Excerpts from a point labeling dataset:
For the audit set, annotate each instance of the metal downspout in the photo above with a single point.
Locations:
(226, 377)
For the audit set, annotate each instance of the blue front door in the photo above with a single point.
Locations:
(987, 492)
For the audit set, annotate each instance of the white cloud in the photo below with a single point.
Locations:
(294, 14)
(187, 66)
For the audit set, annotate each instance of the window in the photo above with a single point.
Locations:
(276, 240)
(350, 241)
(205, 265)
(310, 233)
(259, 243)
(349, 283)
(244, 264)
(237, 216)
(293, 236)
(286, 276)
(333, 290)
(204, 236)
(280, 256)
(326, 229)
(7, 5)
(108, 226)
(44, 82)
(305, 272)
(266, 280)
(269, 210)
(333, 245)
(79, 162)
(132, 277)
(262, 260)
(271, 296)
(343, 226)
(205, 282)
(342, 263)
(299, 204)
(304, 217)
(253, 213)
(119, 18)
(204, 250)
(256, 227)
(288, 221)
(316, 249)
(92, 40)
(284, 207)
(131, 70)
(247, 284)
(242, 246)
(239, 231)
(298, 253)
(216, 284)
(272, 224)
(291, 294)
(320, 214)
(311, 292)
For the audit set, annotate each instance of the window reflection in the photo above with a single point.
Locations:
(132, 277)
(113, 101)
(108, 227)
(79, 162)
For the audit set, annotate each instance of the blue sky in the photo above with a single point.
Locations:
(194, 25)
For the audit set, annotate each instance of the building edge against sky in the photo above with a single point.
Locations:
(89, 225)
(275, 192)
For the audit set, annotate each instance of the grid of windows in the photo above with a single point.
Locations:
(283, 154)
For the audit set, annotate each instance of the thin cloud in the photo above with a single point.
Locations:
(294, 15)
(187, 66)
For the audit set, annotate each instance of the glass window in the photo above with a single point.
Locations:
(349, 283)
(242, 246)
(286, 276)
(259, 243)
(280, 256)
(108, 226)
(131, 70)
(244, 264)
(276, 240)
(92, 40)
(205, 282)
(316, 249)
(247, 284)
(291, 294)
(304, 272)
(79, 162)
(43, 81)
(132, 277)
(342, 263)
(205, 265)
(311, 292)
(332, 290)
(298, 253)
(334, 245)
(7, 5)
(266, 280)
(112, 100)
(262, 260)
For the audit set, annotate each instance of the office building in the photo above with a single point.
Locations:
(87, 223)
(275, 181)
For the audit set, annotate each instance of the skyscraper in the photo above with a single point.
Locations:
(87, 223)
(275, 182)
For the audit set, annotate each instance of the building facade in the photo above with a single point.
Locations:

### Short problem
Lay out every line of the listing above as a Markdown table with the columns Row and Line, numbering the rows and omitting blank lines.

### Exercise solution
| Row | Line |
|---|---|
| 1 | For the audit set, annotate each instance of the metal downspout in the photo above with a single point. |
| 2 | Locations: |
| 3 | (226, 377) |
| 4 | For the audit set, annotate each instance of the blue front door in the photo above with a single point. |
| 5 | Locations: |
| 6 | (987, 492) |
| 7 | For the audit set, annotate each instance of the white cloud in the photo below with a single point. |
| 8 | Locations: |
| 9 | (294, 14) |
| 10 | (187, 66) |
| 11 | For the audit set, annotate each instance of the window in the photo above with a single point. |
| 12 | Locations: |
| 13 | (276, 240) |
| 14 | (350, 241) |
| 15 | (205, 265) |
| 16 | (310, 233) |
| 17 | (259, 243) |
| 18 | (349, 283) |
| 19 | (244, 264) |
| 20 | (237, 216) |
| 21 | (293, 236) |
| 22 | (286, 276) |
| 23 | (333, 290) |
| 24 | (204, 236) |
| 25 | (280, 256) |
| 26 | (326, 229) |
| 27 | (7, 5) |
| 28 | (108, 226) |
| 29 | (44, 82) |
| 30 | (305, 272) |
| 31 | (266, 280) |
| 32 | (269, 210) |
| 33 | (333, 245) |
| 34 | (79, 162) |
| 35 | (132, 277) |
| 36 | (262, 260) |
| 37 | (271, 296) |
| 38 | (343, 226) |
| 39 | (205, 282) |
| 40 | (342, 263) |
| 41 | (299, 204) |
| 42 | (304, 217) |
| 43 | (253, 213) |
| 44 | (119, 18) |
| 45 | (204, 250) |
| 46 | (256, 227) |
| 47 | (288, 221) |
| 48 | (316, 249) |
| 49 | (92, 40) |
| 50 | (284, 207) |
| 51 | (131, 70) |
| 52 | (247, 284) |
| 53 | (242, 246) |
| 54 | (239, 231) |
| 55 | (298, 253) |
| 56 | (216, 284) |
| 57 | (272, 224) |
| 58 | (291, 294) |
| 59 | (320, 214) |
| 60 | (311, 292) |
| 61 | For the audit set, annotate each instance of the window reflection in the photo above with a single point. |
| 62 | Locations: |
| 63 | (132, 277) |
| 64 | (113, 101) |
| 65 | (108, 227) |
| 66 | (79, 162) |
| 67 | For the audit set, annotate each instance of the blue sky in the photo above with a single point. |
| 68 | Locations: |
| 69 | (194, 25) |
| 70 | For the audit set, annotate each instance of the building edge against sky in the photo above with a single point. |
| 71 | Locations: |
| 72 | (89, 225) |
| 73 | (275, 192) |
| 74 | For the audit set, annotate each instance of the grid of windows in the photo above with a single point. |
| 75 | Locations: |
| 76 | (283, 154) |
| 77 | For the audit set, annotate each instance of the thin cloud in the photo above with a single point. |
| 78 | Locations: |
| 79 | (294, 15) |
| 80 | (187, 66) |
| 81 | For the audit set, annotate each instance of the glass window in the photo above with a single point. |
| 82 | Locations: |
| 83 | (349, 283) |
| 84 | (242, 246) |
| 85 | (286, 276) |
| 86 | (259, 243) |
| 87 | (280, 256) |
| 88 | (108, 226) |
| 89 | (131, 70) |
| 90 | (244, 264) |
| 91 | (276, 240) |
| 92 | (92, 40) |
| 93 | (205, 282) |
| 94 | (316, 249) |
| 95 | (247, 284) |
| 96 | (291, 294) |
| 97 | (304, 272) |
| 98 | (79, 162) |
| 99 | (43, 81) |
| 100 | (132, 277) |
| 101 | (342, 263) |
| 102 | (205, 265) |
| 103 | (311, 292) |
| 104 | (332, 290) |
| 105 | (298, 253) |
| 106 | (334, 245) |
| 107 | (7, 5) |
| 108 | (266, 280) |
| 109 | (112, 100) |
| 110 | (262, 260) |
| 111 | For the audit set, annotate each instance of the office building in the photo above with a single point. |
| 112 | Locations: |
| 113 | (87, 223) |
| 114 | (275, 181) |
| 115 | For the audit set, annotate each instance of the skyscraper in the photo above with a single point. |
| 116 | Locations: |
| 117 | (87, 223) |
| 118 | (275, 182) |
| 119 | For the audit set, annotate each instance of the building facade in the photo above with a single point. |
| 120 | Locations: |